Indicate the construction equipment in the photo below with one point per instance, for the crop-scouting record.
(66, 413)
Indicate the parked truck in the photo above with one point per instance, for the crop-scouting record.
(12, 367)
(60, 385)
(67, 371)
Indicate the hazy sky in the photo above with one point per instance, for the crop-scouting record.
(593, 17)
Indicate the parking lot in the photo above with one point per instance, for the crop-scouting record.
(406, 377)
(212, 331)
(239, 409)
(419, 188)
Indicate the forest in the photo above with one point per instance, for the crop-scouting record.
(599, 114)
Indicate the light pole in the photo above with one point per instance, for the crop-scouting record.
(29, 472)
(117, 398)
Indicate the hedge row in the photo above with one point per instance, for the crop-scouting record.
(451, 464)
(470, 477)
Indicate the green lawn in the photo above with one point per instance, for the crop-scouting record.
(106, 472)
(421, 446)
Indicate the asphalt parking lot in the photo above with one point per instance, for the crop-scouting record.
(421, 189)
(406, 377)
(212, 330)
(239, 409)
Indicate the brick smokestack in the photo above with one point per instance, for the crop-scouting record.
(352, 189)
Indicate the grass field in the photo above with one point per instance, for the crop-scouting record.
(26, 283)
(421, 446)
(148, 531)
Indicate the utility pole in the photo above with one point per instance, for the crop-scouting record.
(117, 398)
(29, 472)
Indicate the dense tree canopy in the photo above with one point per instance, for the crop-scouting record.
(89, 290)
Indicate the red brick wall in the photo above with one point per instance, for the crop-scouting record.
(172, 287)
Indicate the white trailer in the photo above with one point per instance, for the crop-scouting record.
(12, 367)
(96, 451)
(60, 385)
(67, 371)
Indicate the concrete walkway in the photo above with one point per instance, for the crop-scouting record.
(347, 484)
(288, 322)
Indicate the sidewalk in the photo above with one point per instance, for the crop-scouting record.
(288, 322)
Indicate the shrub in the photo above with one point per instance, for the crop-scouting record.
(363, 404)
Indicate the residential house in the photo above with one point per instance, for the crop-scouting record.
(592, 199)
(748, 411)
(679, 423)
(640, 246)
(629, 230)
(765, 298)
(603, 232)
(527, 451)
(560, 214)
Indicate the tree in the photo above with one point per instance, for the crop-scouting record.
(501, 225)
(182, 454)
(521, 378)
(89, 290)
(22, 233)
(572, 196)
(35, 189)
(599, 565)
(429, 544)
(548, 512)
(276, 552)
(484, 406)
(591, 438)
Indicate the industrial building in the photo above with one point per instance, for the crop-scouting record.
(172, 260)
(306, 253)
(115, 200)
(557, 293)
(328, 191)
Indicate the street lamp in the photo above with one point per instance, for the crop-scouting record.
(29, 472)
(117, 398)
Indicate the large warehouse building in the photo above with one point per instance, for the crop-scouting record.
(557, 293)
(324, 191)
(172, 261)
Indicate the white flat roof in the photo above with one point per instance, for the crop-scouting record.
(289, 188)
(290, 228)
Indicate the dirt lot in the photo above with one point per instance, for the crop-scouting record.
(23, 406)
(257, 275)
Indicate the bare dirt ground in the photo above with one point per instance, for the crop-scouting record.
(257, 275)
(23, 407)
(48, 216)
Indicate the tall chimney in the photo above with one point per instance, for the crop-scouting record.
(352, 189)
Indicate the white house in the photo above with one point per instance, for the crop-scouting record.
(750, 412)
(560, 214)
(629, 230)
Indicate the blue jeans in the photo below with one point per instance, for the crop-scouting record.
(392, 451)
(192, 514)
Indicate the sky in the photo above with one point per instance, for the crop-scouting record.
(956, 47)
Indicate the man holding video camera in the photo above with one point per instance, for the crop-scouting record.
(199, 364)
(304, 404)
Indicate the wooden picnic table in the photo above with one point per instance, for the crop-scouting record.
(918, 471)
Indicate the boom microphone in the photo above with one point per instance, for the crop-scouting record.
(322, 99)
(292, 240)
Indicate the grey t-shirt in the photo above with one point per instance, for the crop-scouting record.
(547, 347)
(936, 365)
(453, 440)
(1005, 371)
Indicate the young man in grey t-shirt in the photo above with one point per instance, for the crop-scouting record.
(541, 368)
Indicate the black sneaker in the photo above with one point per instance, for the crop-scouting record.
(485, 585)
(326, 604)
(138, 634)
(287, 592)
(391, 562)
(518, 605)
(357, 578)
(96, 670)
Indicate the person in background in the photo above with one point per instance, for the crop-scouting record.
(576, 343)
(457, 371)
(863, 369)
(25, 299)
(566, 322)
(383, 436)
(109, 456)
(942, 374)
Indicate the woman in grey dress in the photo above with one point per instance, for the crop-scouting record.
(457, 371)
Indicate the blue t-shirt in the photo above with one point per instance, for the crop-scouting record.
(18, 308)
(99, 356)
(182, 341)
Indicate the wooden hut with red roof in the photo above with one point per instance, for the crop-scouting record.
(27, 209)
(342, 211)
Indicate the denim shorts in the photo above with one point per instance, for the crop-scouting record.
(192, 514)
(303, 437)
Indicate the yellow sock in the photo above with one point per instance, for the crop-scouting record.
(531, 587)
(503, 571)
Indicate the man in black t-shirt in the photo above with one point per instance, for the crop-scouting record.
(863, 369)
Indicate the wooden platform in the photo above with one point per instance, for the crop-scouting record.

******************************

DESCRIPTION OF THE TASK
Every entry above needs to be quoted exactly.

WRITTEN RESPONSE
Indicate the construction equipment in the photo below with one point per instance, for the crop-scouting record.
(66, 413)
Indicate the parked truck in the photo above with one point per instance, for the crop-scouting record.
(12, 367)
(60, 385)
(67, 371)
Indicate the hazy sky in the photo above with one point per instance, for the crop-scouting record.
(593, 17)
Indicate the parking lot in the photo above with one point per instance, for the crop-scouting record.
(406, 377)
(212, 331)
(239, 409)
(419, 188)
Indicate the forest in the photo above with one point per instance, for the crop-scouting record.
(599, 114)
Indicate the light pole in the photo above with one point per instance, for the crop-scouting record.
(29, 472)
(117, 398)
Indicate the hedge row in the photo above with one point per instance, for the crop-scouting record.
(451, 464)
(470, 477)
Indicate the green lawn in the photo above with one point per instance, for the crop-scouting record.
(106, 472)
(421, 446)
Indicate the asphalt parking lot in the photo above with one point per instance, for the crop-scouting record.
(421, 189)
(406, 377)
(212, 330)
(239, 409)
Indicate the brick smokestack in the photo above with one point per instance, for the crop-scouting record.
(352, 189)
Indicate the grass field in the photo above with one point per instance, for the crop-scouting record.
(26, 283)
(421, 446)
(148, 531)
Indicate the utility pole in the photo above with one point per instance, for the crop-scouting record.
(117, 398)
(29, 472)
Indicate the dense tree canopy in the photo above with one point per instance, for the crop-scouting record.
(89, 290)
Indicate the red brick wall in the photo above with one point per instance, for the crop-scouting record.
(172, 287)
Indicate the white trailer in the photo above with one point per instance, for the crop-scouting record.
(12, 367)
(96, 451)
(60, 385)
(67, 371)
Indicate the concrete walkway in the photo above with one point per instance, for the crop-scouting record.
(347, 484)
(288, 322)
Indicate the sidewalk in the photo above with one point per instance, for the crop-scouting record.
(288, 322)
Indicate the shrub in the photo above with one point per instance, for the crop-scouting record.
(363, 404)
Indicate the residential house in the photo above with one point per instance, for the crop-scouting record.
(592, 199)
(748, 411)
(679, 423)
(640, 246)
(629, 230)
(765, 298)
(603, 232)
(527, 451)
(560, 214)
Indicate the tree in the photo above with one point per instance, for the crop-scouting record.
(501, 225)
(182, 454)
(521, 378)
(89, 290)
(22, 233)
(572, 196)
(35, 189)
(599, 565)
(429, 544)
(548, 512)
(276, 552)
(484, 406)
(591, 438)
Indicate the industrial building in the photo above with one point per instance, for the crop-scouting record.
(172, 260)
(306, 253)
(115, 200)
(557, 293)
(328, 191)
Indicate the street lamp in the photo above with one point per instance, for the crop-scouting record.
(29, 472)
(117, 398)
Indicate the large warehouse building in the photo above with one point per instance, for the crop-scouting record.
(557, 293)
(324, 191)
(172, 261)
Indicate the white flat roof in the photo above with one point per instance, for the crop-scouting record.
(289, 188)
(290, 228)
Indicate the dirt lot in the photo above with one point per instance, for the crop-scouting record.
(23, 406)
(257, 275)
Indicate the bare dirt ground in the photo above with one point per instance, for the crop-scouting record.
(257, 275)
(23, 407)
(48, 216)
Indicate the tall chimney in the photo above with one point per instance, for the crop-scouting record.
(352, 189)
Indicate the white house in the photo above with one point per instance, for the crop-scouting record.
(750, 412)
(560, 214)
(629, 230)
Indicate the blue jeans in the photo below with one point per instance, for the crop-scouting record.
(392, 451)
(192, 514)
Indicate the sky in the photo above with one point per instance, for the crop-scouting record.
(956, 47)
Indicate the man holding video camera in the photo above with one point per instance, for the crop-scouting record.
(199, 364)
(304, 404)
Indicate the wooden picnic table in the photo above with one point per instance, for the crop-scouting record.
(918, 471)
Indicate the boom microphone in the photo above with one point per instance, for the crop-scouting record.
(322, 99)
(292, 240)
Indicate the grey t-shirt in the photo above with one point per instance, for the crop-scouting record.
(547, 347)
(936, 365)
(453, 440)
(1005, 371)
Indicate the young man in grey t-shirt in the photo above with one point per instance, for the crop-scouting record.
(541, 368)
Indicate the black sneaker in the photo above with one point per instance, for the crop-scouting record.
(485, 585)
(326, 604)
(138, 634)
(287, 592)
(391, 562)
(518, 605)
(357, 578)
(96, 670)
Indicate the person in background in the photo above with one point per instance, for the crop-scouting record.
(576, 343)
(457, 371)
(863, 369)
(25, 299)
(566, 322)
(383, 436)
(109, 456)
(942, 374)
Indicate the woman in grey dress in the photo above with one point per instance, for the crop-scouting record.
(457, 371)
Indicate the blue t-shirt in the photo above with one point per instance, for the crop-scouting record.
(18, 308)
(99, 356)
(182, 341)
Indicate the wooden hut with red roof in the photo above with one point per instance, for the crop-scouting record.
(27, 209)
(342, 211)
Indicate the denim shorts in the photo above with one point per instance, for the crop-scouting record.
(192, 514)
(303, 437)
Indicate the yellow sock in the photo above with one point per instance, for the crop-scouting record.
(531, 587)
(503, 571)
Indicate the man in black t-shirt in the photo above with one point per instance, for the crop-scouting record.
(863, 369)
Indicate the wooden platform in the photo above with one point per instance, for the crop-scouting record.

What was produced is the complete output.